[start of Input]

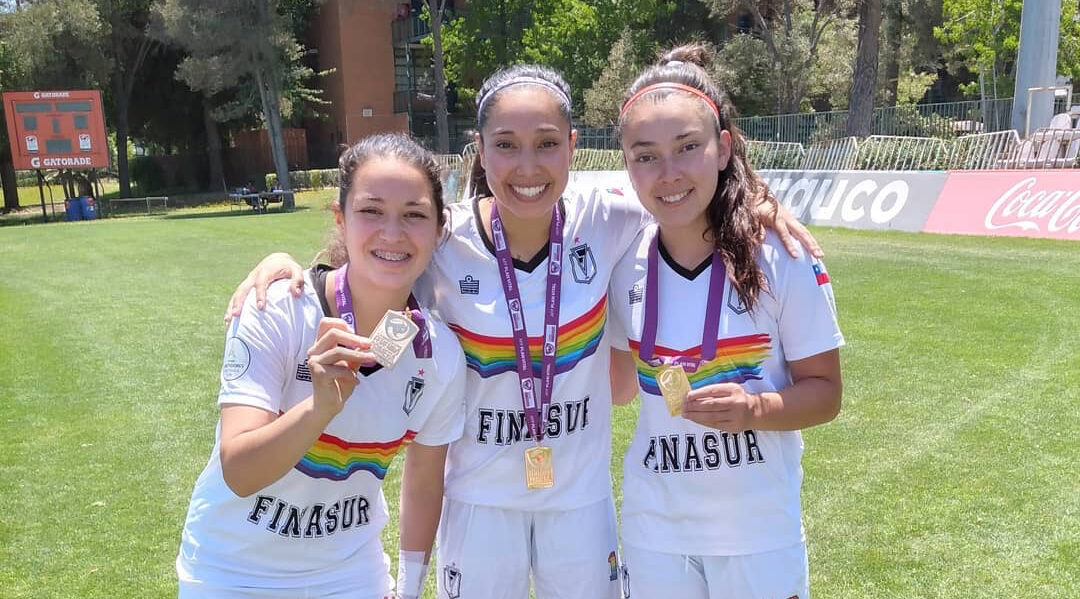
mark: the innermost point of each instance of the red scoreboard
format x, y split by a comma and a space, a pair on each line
56, 130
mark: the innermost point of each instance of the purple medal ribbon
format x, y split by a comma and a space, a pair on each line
509, 280
421, 343
715, 303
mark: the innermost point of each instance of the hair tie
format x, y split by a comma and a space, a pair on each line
524, 80
673, 86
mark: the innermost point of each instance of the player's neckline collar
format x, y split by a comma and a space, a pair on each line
680, 270
537, 259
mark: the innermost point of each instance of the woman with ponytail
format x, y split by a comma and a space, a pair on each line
734, 343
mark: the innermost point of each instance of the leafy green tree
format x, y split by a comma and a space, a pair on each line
566, 35
792, 33
246, 49
984, 36
864, 78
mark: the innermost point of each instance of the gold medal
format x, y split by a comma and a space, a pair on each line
539, 471
391, 337
674, 385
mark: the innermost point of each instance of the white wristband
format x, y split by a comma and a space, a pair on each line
412, 572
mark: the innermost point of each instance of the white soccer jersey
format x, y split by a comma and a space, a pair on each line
320, 523
486, 465
693, 490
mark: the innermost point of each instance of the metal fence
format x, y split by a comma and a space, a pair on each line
945, 120
832, 154
774, 154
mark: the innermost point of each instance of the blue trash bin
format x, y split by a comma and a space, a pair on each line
88, 207
72, 208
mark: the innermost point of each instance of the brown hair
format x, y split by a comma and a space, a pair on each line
732, 223
493, 86
388, 145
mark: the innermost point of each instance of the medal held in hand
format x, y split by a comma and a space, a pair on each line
674, 385
671, 378
394, 331
539, 473
392, 337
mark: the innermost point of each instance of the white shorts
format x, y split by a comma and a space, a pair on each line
488, 553
381, 586
778, 574
190, 589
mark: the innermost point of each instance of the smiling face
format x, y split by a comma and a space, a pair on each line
525, 149
674, 158
389, 223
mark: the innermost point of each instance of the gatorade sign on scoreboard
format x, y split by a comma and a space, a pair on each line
56, 130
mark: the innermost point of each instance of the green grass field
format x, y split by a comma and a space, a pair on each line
950, 473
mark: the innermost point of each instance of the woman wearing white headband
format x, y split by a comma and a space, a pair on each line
736, 348
523, 281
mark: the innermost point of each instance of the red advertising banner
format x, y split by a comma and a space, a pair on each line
56, 130
1013, 203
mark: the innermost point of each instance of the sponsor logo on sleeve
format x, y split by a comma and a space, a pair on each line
238, 357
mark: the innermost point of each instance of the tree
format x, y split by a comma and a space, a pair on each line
861, 106
566, 35
792, 33
245, 46
129, 44
436, 11
604, 99
984, 36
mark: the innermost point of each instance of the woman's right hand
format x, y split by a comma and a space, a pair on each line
333, 359
273, 267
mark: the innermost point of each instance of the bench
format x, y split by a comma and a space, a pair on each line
257, 201
149, 202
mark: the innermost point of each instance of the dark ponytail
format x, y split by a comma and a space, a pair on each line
732, 222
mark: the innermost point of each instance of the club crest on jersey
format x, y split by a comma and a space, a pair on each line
734, 302
469, 286
414, 390
554, 264
451, 582
238, 357
582, 263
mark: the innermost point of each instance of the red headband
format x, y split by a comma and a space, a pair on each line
669, 85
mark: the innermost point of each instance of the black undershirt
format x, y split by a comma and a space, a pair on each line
688, 274
518, 264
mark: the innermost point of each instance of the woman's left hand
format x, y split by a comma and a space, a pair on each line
723, 406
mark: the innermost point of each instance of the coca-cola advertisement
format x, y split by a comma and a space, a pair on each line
1013, 203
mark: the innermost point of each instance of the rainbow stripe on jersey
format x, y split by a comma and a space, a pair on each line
737, 357
578, 339
337, 459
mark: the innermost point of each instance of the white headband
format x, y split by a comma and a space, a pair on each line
524, 80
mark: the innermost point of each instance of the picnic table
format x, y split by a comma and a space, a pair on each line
258, 201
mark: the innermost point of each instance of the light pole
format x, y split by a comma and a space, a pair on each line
1036, 63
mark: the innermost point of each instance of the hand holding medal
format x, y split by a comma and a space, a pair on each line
333, 361
724, 406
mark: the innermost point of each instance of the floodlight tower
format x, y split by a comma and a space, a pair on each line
1036, 63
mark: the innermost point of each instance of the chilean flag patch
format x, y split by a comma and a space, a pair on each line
819, 271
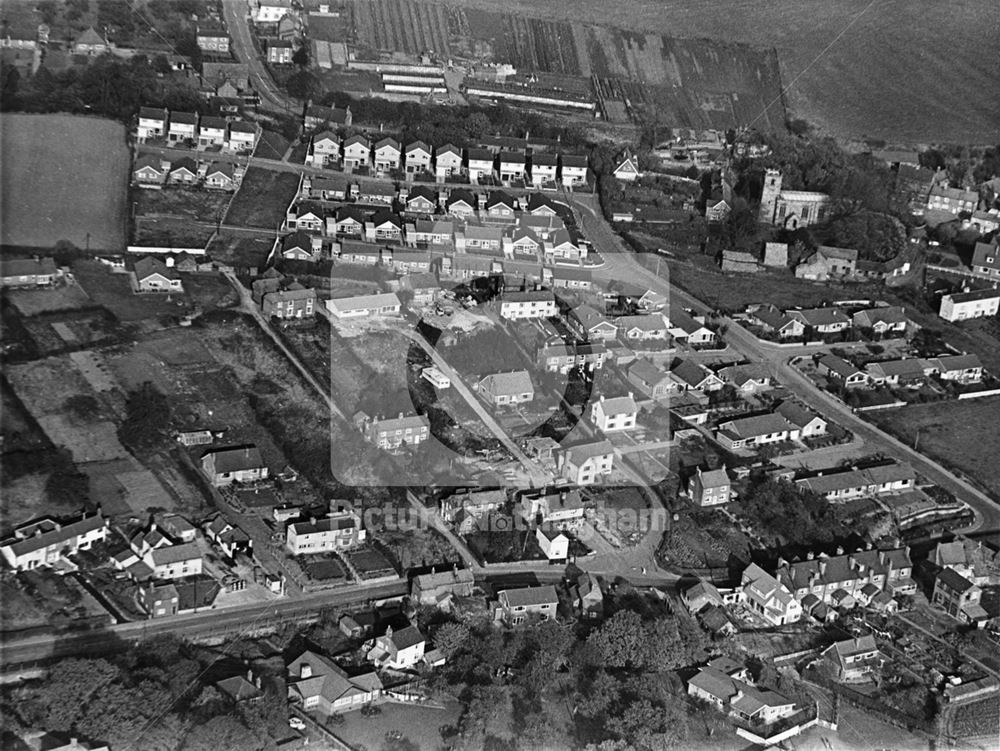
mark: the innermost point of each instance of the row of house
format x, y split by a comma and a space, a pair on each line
388, 155
151, 171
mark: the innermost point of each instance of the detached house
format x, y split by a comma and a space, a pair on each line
585, 463
226, 466
318, 684
617, 413
387, 153
502, 389
152, 124
418, 158
515, 606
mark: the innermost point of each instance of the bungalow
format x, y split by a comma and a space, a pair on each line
710, 488
854, 660
153, 275
961, 368
307, 216
349, 221
150, 170
474, 238
642, 328
573, 170
512, 166
401, 649
242, 137
591, 324
480, 165
212, 132
584, 463
387, 154
893, 372
750, 432
335, 532
183, 128
751, 378
543, 169
882, 321
768, 597
553, 542
500, 204
300, 246
325, 149
418, 158
226, 466
627, 169
421, 200
502, 389
152, 124
808, 424
461, 203
318, 684
220, 176
615, 414
183, 171
45, 541
839, 369
962, 306
691, 375
773, 321
517, 605
384, 227
357, 152
822, 320
530, 304
650, 380
447, 161
365, 306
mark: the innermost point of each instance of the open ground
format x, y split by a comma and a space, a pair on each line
63, 178
898, 72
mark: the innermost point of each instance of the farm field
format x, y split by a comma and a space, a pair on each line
63, 178
863, 85
262, 199
960, 434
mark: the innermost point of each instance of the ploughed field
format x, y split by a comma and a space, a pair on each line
904, 70
63, 177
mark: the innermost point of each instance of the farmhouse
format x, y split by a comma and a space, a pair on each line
226, 466
585, 463
501, 389
617, 413
336, 531
962, 306
153, 275
45, 541
748, 432
28, 272
365, 306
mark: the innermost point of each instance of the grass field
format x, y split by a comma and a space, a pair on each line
262, 199
960, 434
890, 74
63, 178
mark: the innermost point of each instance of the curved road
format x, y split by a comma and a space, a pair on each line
621, 264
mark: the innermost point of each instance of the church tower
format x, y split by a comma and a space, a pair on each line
769, 198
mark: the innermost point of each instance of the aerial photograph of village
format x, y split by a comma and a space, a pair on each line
466, 375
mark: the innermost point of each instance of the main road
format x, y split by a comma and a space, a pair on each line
622, 265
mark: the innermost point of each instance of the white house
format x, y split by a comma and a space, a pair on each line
617, 413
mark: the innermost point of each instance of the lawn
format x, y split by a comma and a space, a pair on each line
959, 434
262, 199
63, 178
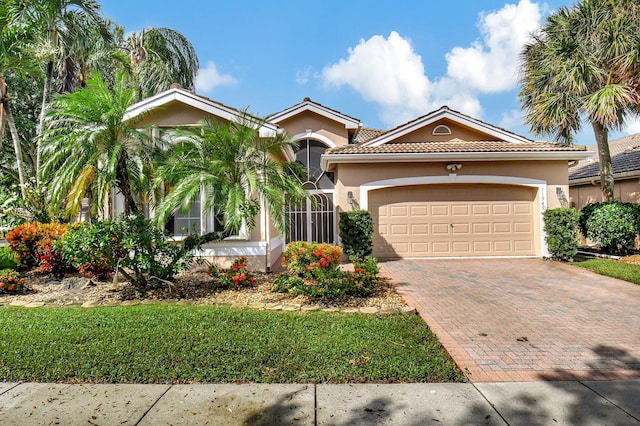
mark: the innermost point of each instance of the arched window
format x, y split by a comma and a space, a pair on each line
308, 155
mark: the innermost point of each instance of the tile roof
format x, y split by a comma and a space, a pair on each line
453, 146
625, 159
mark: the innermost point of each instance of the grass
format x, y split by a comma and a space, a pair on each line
184, 344
610, 268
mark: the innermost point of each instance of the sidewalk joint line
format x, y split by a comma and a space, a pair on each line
491, 404
153, 405
609, 401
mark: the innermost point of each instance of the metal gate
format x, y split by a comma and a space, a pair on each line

[end of Input]

Problem to solve:
Reproduce every line of the entries above verbatim, omitting the pictures.

Exercise result:
mark: the innermost point of each instance of the red scoreboard
format x, y split by a comma and a space, a pair on each line
56, 130
mark: the innermost point of each instance of the purple medal ribbon
format x, y split by a comma and a space, a pair on each line
509, 280
421, 343
715, 303
mark: the innermost point of each instance of the hair tie
format x, y split by a comma and a space, a pair on each line
524, 80
673, 86
mark: the innermost point of each instance of the player's neckline collar
format x, y split by a comma and a space, a pair on each line
680, 270
537, 259
mark: the innermost point of each instance of the woman with ponytail
format x, y split by a comma and a space, a pair on each line
734, 343
mark: the innermost point of each instance of the leafy green tree
format x, y split by a comma and a space, a pair on each line
566, 35
792, 33
246, 49
984, 36
864, 78
mark: the innermost point of each instance of the gold medal
format x, y split by a comma and a space, a pair on each line
539, 471
391, 337
674, 385
mark: the innermost point of each instance of the white wristband
format x, y split by a comma and a space, a pair on each line
412, 572
mark: the innermost point of each instance of the white soccer jersey
format x, y split by a comma and a space, a pair on each line
320, 523
486, 465
693, 490
mark: the innermost point of each instance of the metal fence
format x, y split by a comma and a space, a pair on each line
945, 120
832, 154
774, 154
mark: the innermost point of each instance of the blue trash bin
format x, y split by a comma and a space, a pair on each line
88, 207
72, 208
mark: the innermost point of each instance of the brown hair
format x, y split by a comma and a space, a pair on each line
732, 223
493, 86
388, 145
mark: the innermost point of each instance of the medal held in hand
format x, y split by a comma and a space, a pair on each line
674, 385
671, 378
394, 331
539, 473
392, 337
mark: the innermost point of each instance of the white shorts
format x, y split by a comma and a space, a pair on each line
488, 553
381, 586
778, 574
190, 589
mark: the innermost point of each instance of the smiling face
format x, y split by a comma and a space, a pair on each line
525, 149
674, 158
389, 223
mark: the innermost point of each instance of the gatorade sign on scoreboard
format x, y split by a comma and a space, a pair on each line
56, 130
mark: the innermost point of each instance of the green grass field
format x, y split by a comma and a space, a pair on each line
950, 473
mark: the innermost point of each instance of the woman wearing white headband
format x, y split by a comma and a space, a pair on each line
736, 348
523, 281
mark: the innermost point of each instance of the red advertising banner
format x, y split by a comma and a space, a pair on each line
56, 130
1013, 203
mark: the innermost point of each instance of the sponsor logo on sleeve
format x, y split by a comma and a space, a pair on each line
238, 357
mark: the innermost point of each instance of the tree
format x, y split by a comma and a space, a pair on each line
861, 106
566, 35
792, 33
245, 46
129, 44
436, 11
604, 99
984, 36
mark: the innermost point of each instance of the woman's right hand
format x, y split by a comma and a space, a pair on each line
333, 359
273, 267
mark: the innermost point of each instance of the bench
format x, y split by a comma and a space, a pair on each line
257, 201
149, 202
mark: the innermost point of each instance of the dark ponytail
format x, y split by a comma and a space, a pair on each line
732, 222
mark: the innermost point of each instance of the club crest on jersey
format x, y split by a comma and a space, a pair on each line
734, 302
469, 286
414, 390
554, 264
451, 582
238, 357
582, 263
mark: the innermost point of each instance of the red headband
format x, y split by a comma and a space, a pair on each line
669, 85
mark: the innermost point of each instance of the black undershirt
format x, y split by a comma and a space, a pair on each line
688, 274
518, 264
mark: the innermost point of each instance of the woman's left hand
format x, y split by a comma and a space, a pair on each line
723, 406
mark: the innermost point of each instance of the coca-cola advertisement
format x, y split by a comma and a space, a pair on each line
1013, 203
mark: the innermost point of each instance of the rainbow stripe on jersey
format x, y split by a comma and a space, a pair on each line
737, 357
578, 339
337, 459
mark: the innermost point of each instance of the white headband
format x, y split by a comma and a space, a pair on each line
524, 80
mark: the innermost point of each instance of the picnic table
format x, y split by a comma and a space, a pair on each line
258, 201
mark: the innermost point of each instance of the light pole
format x, y split by a comma and a space, a pair on each line
1036, 63
mark: the innermost point of each instance of the hand holding medal
format x, y split by a comma and a space, a pair on each line
333, 361
724, 406
mark: the innermost point of each instance of the floodlight tower
format x, y split by a comma and a space, a pair on each line
1036, 63
mark: the innermost point of each instance of the chilean flag patch
format x, y split by a comma and a space, a pair on each line
819, 271
mark: the innermost point of each instance of the row of house
format x, y split by a comma and a space, a pair on each line
388, 155
151, 171
mark: the innermost point of each instance of the detached house
format x, y split by a comma and a space, a pair on each line
585, 463
226, 466
318, 684
617, 413
387, 153
502, 389
152, 124
418, 158
515, 606
mark: the innermost point of each instance of the bungalow
format x, y split by a comma and a space, a pair on each line
710, 488
854, 660
153, 275
961, 368
307, 216
349, 221
150, 170
474, 238
642, 328
573, 170
512, 166
401, 649
242, 137
591, 324
480, 165
212, 132
584, 463
387, 154
893, 372
750, 432
335, 532
183, 128
751, 378
543, 169
882, 321
768, 597
553, 542
500, 204
300, 246
325, 149
418, 158
226, 466
627, 169
421, 200
502, 389
152, 124
808, 424
461, 203
318, 684
220, 176
615, 414
183, 171
45, 541
839, 369
962, 306
691, 375
773, 321
517, 605
384, 227
357, 152
822, 320
530, 304
650, 380
447, 161
365, 306
mark: the innermost point of each instance of the open ground
format x, y split by a comma and a space, a pair on each line
63, 178
898, 72
mark: the innermost point of each instance of the farm field
format x, y split by a comma and a space, a pair on each line
63, 178
863, 85
262, 199
960, 434
mark: the innermost point of each instance of the ploughed field
format x, y split by a comma and a space, a pair on each line
904, 70
63, 177
mark: the innermost point of each instance of the farmhouse
format x, y split by a comma and a space, a pair on each line
226, 466
585, 463
501, 389
617, 413
336, 531
962, 306
153, 275
45, 541
748, 432
28, 272
365, 306
mark: the innermost point of each instance of the grass field
format x, y split by a comma and a space, a pair on each line
262, 199
960, 434
890, 74
63, 178
mark: the innermost point of each instance of the curved road
format x, y split by a comma and a space, a pair on each line
621, 264
mark: the innermost point of each instance of the church tower
format x, y split by a comma and a space, a pair on each line
769, 198
mark: the innermost point of each instance of the aerial photograph of village
format x, y split by a comma and a space, a pair on each line
466, 375
mark: the innermost point of each instance of the main road
format x, y split by a comma and a space, a pair on each line
622, 265
mark: the innermost point of each instance of the white house
format x, y split by a comma and a space, a pair on each line
617, 413
mark: the innermost point of each instance of the lawn
format x, y split by a comma and a space, a pair on each line
959, 434
262, 199
63, 178
mark: the innermost point of each instance of the arched window
format x, y split by a comma and a space, a pair on each line
308, 155
mark: the innermost point of each instance of the tile roof
format x, y split by a comma and a space, a pair on each line
453, 146
625, 159
mark: the innermost point of each instance of the grass
format x, y split by a comma and a space, a pair on each line
184, 344
610, 268
mark: the innermost point of each instance of the sidewalk joint line
format x, y split by a comma and a space, a pair on each line
491, 404
153, 405
609, 401
mark: the innermost point of each instance of the metal gate
format x, y split by a comma and a space, a pair on each line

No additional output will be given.